Exercise data:
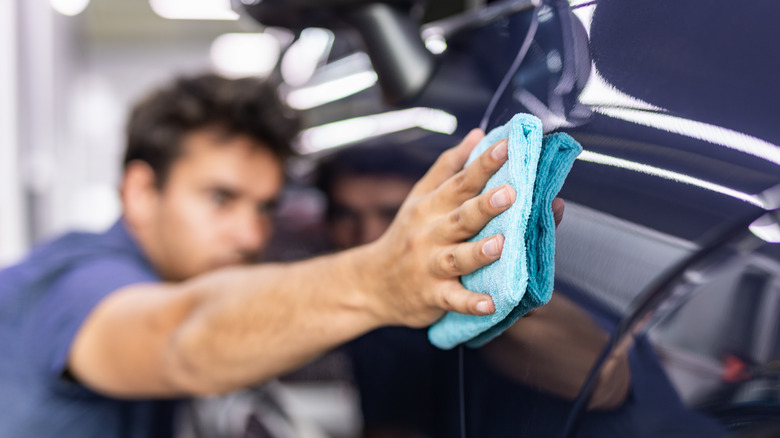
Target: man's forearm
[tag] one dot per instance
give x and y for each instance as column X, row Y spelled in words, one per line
column 258, row 322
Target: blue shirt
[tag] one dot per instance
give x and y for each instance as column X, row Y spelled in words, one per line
column 43, row 302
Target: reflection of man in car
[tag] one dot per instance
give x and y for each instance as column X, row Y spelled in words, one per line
column 101, row 333
column 407, row 385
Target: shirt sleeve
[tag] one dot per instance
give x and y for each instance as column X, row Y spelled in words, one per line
column 69, row 301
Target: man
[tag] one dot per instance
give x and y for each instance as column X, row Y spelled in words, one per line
column 101, row 333
column 410, row 388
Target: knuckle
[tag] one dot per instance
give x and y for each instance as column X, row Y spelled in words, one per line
column 448, row 160
column 459, row 181
column 456, row 219
column 448, row 264
column 444, row 301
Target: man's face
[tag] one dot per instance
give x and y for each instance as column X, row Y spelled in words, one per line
column 363, row 207
column 215, row 208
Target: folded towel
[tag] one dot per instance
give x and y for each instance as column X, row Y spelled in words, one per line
column 536, row 169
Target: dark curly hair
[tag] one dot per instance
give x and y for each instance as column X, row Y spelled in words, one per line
column 159, row 123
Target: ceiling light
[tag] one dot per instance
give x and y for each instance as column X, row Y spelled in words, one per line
column 193, row 9
column 69, row 7
column 244, row 54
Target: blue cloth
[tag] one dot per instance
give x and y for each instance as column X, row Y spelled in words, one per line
column 43, row 302
column 521, row 279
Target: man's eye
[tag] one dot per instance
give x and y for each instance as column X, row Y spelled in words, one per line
column 268, row 208
column 220, row 197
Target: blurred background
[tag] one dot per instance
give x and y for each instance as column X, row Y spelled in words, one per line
column 71, row 69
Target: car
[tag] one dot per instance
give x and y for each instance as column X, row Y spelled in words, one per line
column 671, row 238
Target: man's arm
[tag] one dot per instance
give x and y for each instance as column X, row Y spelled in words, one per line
column 238, row 326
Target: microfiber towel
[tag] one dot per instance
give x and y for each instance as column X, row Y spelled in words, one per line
column 522, row 279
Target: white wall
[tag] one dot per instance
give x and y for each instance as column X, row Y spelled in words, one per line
column 13, row 227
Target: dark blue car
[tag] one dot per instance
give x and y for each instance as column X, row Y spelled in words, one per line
column 671, row 237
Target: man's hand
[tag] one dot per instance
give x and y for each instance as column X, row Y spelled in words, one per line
column 414, row 268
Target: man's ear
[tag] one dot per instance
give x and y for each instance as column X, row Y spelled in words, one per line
column 139, row 193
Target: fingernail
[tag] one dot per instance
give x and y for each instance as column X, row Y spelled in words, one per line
column 501, row 151
column 483, row 307
column 490, row 248
column 500, row 199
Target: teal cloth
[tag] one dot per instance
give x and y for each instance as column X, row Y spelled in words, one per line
column 536, row 168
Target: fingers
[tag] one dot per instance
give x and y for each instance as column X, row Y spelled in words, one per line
column 467, row 257
column 558, row 207
column 472, row 179
column 468, row 219
column 455, row 298
column 449, row 163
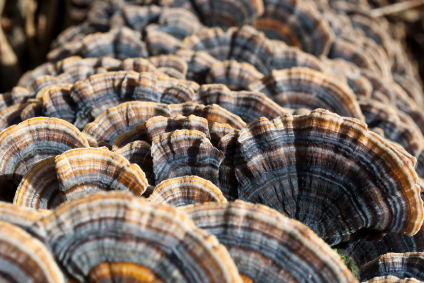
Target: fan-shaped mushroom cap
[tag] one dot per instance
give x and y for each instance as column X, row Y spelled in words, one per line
column 24, row 145
column 407, row 265
column 289, row 57
column 213, row 113
column 227, row 175
column 119, row 43
column 122, row 118
column 88, row 170
column 327, row 171
column 384, row 116
column 186, row 190
column 248, row 105
column 235, row 75
column 39, row 188
column 198, row 62
column 177, row 22
column 159, row 42
column 363, row 252
column 391, row 279
column 267, row 246
column 298, row 23
column 157, row 126
column 24, row 258
column 138, row 152
column 114, row 229
column 101, row 92
column 350, row 52
column 184, row 153
column 170, row 61
column 18, row 216
column 307, row 88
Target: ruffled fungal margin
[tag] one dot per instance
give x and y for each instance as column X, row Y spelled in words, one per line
column 24, row 258
column 327, row 171
column 78, row 172
column 298, row 23
column 185, row 153
column 267, row 246
column 246, row 104
column 186, row 190
column 150, row 240
column 306, row 88
column 407, row 265
column 23, row 145
column 18, row 216
column 103, row 91
column 235, row 75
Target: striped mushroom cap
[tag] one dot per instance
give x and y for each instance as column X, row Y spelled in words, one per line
column 18, row 216
column 103, row 91
column 246, row 104
column 25, row 259
column 185, row 153
column 391, row 279
column 401, row 265
column 75, row 173
column 298, row 23
column 138, row 152
column 114, row 237
column 23, row 145
column 159, row 125
column 235, row 75
column 307, row 88
column 332, row 174
column 122, row 118
column 186, row 190
column 267, row 246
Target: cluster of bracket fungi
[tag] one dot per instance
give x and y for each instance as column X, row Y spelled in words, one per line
column 215, row 141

To do:
Reproduce all of the data above, substituting "a single dot for each instance" for every occurrence of "one dot per instance" and leaving everything else unchanged. Omit the picture lines from the reproduction.

Answer below:
Target: man's forearm
[tag] a single dot for each instance
give x and y for each instance as column X, row Y spelled in words, one per line
column 258, row 322
Target: blue shirt
[tag] a single dot for each instance
give x and y for each instance as column X, row Y spelled in words, one per line
column 43, row 302
Target: reflection of man in car
[tag] a single dot for each instance
give x and y for each instance as column X, row Y spelled in words, one per line
column 101, row 333
column 407, row 385
Target: shirt sleeve
[tag] a single dot for each instance
give x and y for each instance as column X, row Y spelled in words, one per line
column 69, row 301
Target: man
[tag] a single dot for each instance
give x and y for each instance as column X, row Y spelled in words, one per line
column 101, row 333
column 410, row 388
Target: knuckle
[tag] a single dot for each instance
give x and y for each instance as column X, row Y spelled in words, one per line
column 448, row 160
column 459, row 181
column 456, row 219
column 448, row 264
column 444, row 301
Target: man's face
[tag] a single dot for each instance
give x and y for each instance as column X, row Y spelled in words, one per line
column 363, row 207
column 215, row 208
Target: folded towel
[tag] a single dot for each instance
give x and y for each instance as column X, row Y spelled in words, one per line
column 536, row 169
Target: dark curly hair
[tag] a single dot for each instance
give x and y for each instance as column X, row Y spelled in words, one per line
column 159, row 123
Target: ceiling light
[tag] a single dot for each instance
give x and y for each instance as column X, row Y spelled in words, one per line
column 193, row 9
column 69, row 7
column 244, row 54
Target: blue cloth
[tag] a single dot for each instance
give x and y for each instance as column X, row Y spelled in words, one per line
column 43, row 302
column 521, row 279
Target: man's eye
[tag] a single dot for each instance
give x and y for each instance as column X, row Y spelled in words, one per line
column 268, row 208
column 220, row 197
Target: blurred background
[tag] a single dot for each instance
give x and y for each instance as column X, row Y spelled in words, one per line
column 71, row 69
Target: car
[tag] a single dot for each instance
give x and y for each instance as column X, row Y spelled in words, one per line
column 671, row 238
Target: man's arm
[tag] a single dot for each instance
give x and y for each instance as column X, row Y spelled in words, one per line
column 238, row 326
Target: microfiber towel
[tag] a single dot for each instance
give x and y for each instance as column X, row Y spelled in words, one per line
column 522, row 279
Target: white wall
[tag] a single dot for each instance
give x and y for each instance as column X, row Y spelled in words, one per line
column 13, row 227
Target: dark blue car
[tag] a single dot for each instance
give x and y for each instance as column X, row Y spelled in words, one per line
column 671, row 237
Target: man's hand
[tag] a single dot for each instance
give x and y for each instance as column X, row Y spelled in words, one per line
column 414, row 268
Target: man's ear
[tag] a single dot for each instance
give x and y for each instance as column X, row Y spelled in words, one per line
column 139, row 193
Target: fingernail
[tag] a single dot for each instance
give x and y for each instance as column X, row Y spelled in words, one per line
column 501, row 151
column 483, row 307
column 490, row 248
column 500, row 199
Target: teal cloth
[tag] a single dot for each instance
give x and y for each instance as column X, row Y spelled in words, one per line
column 536, row 168
Target: fingers
[tag] a single dot for each instance
give x and y for each instance as column X, row Y spelled in words, one per line
column 467, row 257
column 558, row 207
column 472, row 179
column 468, row 219
column 455, row 298
column 449, row 163
Target: fan-shaped mushroom cap
[tag] a single dot for each instance
give x and y for each instance as column X, row Y spelled in words, one per line
column 24, row 145
column 407, row 265
column 289, row 57
column 213, row 113
column 227, row 175
column 119, row 43
column 122, row 118
column 88, row 170
column 327, row 171
column 384, row 116
column 186, row 190
column 248, row 105
column 235, row 75
column 39, row 188
column 198, row 62
column 177, row 22
column 159, row 42
column 363, row 252
column 391, row 279
column 267, row 246
column 298, row 23
column 157, row 126
column 24, row 258
column 138, row 152
column 114, row 229
column 101, row 92
column 350, row 52
column 184, row 153
column 170, row 61
column 18, row 216
column 307, row 88
Target: ruffled fungal margin
[tag] a single dot for each instance
give x and y for each instance as column X, row Y spelled in words, one per line
column 24, row 258
column 327, row 171
column 78, row 172
column 298, row 23
column 185, row 153
column 267, row 246
column 246, row 104
column 186, row 190
column 150, row 240
column 306, row 88
column 407, row 265
column 23, row 145
column 18, row 216
column 103, row 91
column 235, row 75
Target: striped mushroom cap
[tag] a single dot for each instance
give x and y for each instance as column X, row Y spelled in words, one per line
column 18, row 216
column 103, row 91
column 246, row 104
column 25, row 259
column 185, row 153
column 391, row 279
column 401, row 265
column 75, row 173
column 298, row 23
column 138, row 152
column 114, row 237
column 23, row 145
column 159, row 125
column 235, row 75
column 307, row 88
column 332, row 174
column 122, row 118
column 186, row 190
column 267, row 246
Target: cluster of bracket fungi
[tag] a single dot for each instance
give x and y for each instance as column X, row Y spelled in words, one per line
column 215, row 141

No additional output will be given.